#### LISTING:
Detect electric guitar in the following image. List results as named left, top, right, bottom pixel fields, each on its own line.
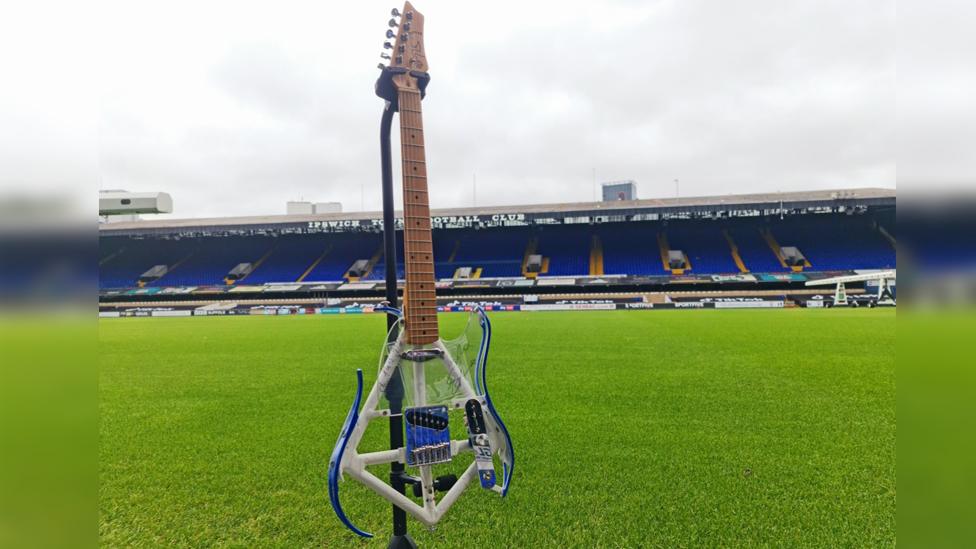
left=329, top=2, right=515, bottom=537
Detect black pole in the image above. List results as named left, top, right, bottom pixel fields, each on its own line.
left=380, top=101, right=417, bottom=549
left=375, top=65, right=430, bottom=549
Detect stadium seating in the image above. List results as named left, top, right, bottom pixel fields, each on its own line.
left=99, top=214, right=895, bottom=288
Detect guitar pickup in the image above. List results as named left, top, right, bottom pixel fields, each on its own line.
left=464, top=398, right=495, bottom=490
left=400, top=349, right=444, bottom=362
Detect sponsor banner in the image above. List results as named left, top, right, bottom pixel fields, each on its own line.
left=756, top=273, right=809, bottom=282
left=125, top=288, right=160, bottom=295
left=665, top=275, right=712, bottom=284
left=451, top=280, right=495, bottom=288
left=159, top=286, right=197, bottom=295
left=336, top=282, right=376, bottom=291
left=152, top=309, right=193, bottom=316
left=262, top=284, right=302, bottom=292
left=227, top=286, right=264, bottom=293
left=712, top=301, right=785, bottom=309
left=671, top=301, right=715, bottom=309
left=712, top=273, right=756, bottom=282
left=193, top=286, right=227, bottom=294
left=535, top=278, right=576, bottom=286
left=521, top=303, right=617, bottom=311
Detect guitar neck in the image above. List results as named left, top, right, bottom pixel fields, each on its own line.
left=398, top=89, right=439, bottom=345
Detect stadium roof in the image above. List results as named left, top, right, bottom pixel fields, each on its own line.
left=99, top=188, right=895, bottom=235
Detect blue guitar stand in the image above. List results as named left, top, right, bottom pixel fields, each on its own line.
left=376, top=67, right=430, bottom=549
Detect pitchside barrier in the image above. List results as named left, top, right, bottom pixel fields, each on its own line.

#### STATED TASK:
Starting at the line containing "Detect stadium roof" and ending at the last of the rows above, put each line into a Markdown table with the columns No. and Line. Number the lines in order and skip any blank lines.

#### CORRECT OUTPUT:
| No. | Line |
|---|---|
| 1 | Detect stadium roof in the image above. List results as named left, top, right, bottom pixel fields, each on its own line. |
| 2 | left=99, top=188, right=895, bottom=235 |
| 3 | Detect blue guitar stand in the image above. List results as named left, top, right, bottom pixel fields, each on its own line. |
| 4 | left=376, top=67, right=430, bottom=549 |
| 5 | Detect pitchside barrier in the image above. List results as named left, top, right, bottom pixel fields, each on its own line. |